A run of records:
+++
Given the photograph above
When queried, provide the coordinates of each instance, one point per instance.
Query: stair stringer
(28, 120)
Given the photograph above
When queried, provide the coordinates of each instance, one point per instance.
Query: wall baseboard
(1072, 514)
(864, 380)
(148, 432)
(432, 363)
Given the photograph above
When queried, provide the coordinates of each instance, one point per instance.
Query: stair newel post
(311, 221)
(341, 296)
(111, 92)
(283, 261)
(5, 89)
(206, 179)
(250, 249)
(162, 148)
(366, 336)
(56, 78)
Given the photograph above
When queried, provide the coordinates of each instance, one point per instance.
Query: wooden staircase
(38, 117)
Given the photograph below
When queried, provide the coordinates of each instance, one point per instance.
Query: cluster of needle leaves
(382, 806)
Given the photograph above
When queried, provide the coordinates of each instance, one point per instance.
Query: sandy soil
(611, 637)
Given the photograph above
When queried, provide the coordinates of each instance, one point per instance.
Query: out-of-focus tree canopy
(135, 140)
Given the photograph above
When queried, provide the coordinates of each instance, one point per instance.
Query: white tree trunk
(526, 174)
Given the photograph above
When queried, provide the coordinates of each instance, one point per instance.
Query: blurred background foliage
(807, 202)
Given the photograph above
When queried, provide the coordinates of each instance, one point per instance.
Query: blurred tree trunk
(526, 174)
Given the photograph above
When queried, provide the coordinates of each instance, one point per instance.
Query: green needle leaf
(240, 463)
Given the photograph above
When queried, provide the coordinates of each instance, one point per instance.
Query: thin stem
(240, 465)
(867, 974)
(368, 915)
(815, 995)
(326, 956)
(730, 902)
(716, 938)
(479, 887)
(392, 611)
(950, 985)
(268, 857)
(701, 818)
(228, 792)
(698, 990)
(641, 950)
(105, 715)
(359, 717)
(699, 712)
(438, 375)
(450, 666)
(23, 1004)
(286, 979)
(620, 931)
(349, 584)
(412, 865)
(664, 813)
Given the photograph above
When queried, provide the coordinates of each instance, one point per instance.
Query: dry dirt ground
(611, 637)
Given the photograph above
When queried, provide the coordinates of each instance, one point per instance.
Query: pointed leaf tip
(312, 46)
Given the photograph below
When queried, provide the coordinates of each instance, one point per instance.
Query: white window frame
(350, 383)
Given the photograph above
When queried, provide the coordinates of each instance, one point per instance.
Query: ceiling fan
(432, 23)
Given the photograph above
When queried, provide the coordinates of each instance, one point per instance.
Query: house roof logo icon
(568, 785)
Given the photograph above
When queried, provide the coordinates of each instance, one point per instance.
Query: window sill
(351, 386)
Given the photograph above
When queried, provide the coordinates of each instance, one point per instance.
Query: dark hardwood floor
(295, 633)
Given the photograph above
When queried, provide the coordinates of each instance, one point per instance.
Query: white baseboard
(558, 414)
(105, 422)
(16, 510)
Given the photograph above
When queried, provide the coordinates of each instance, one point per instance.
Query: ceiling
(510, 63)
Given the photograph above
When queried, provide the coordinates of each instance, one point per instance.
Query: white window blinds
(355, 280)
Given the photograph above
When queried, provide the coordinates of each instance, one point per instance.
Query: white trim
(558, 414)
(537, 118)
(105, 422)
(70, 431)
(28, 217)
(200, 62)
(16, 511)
+++
* [Objective] Count the lines in the material above that contain the string "needle". Reply with that number alone.

* [Full answer] 2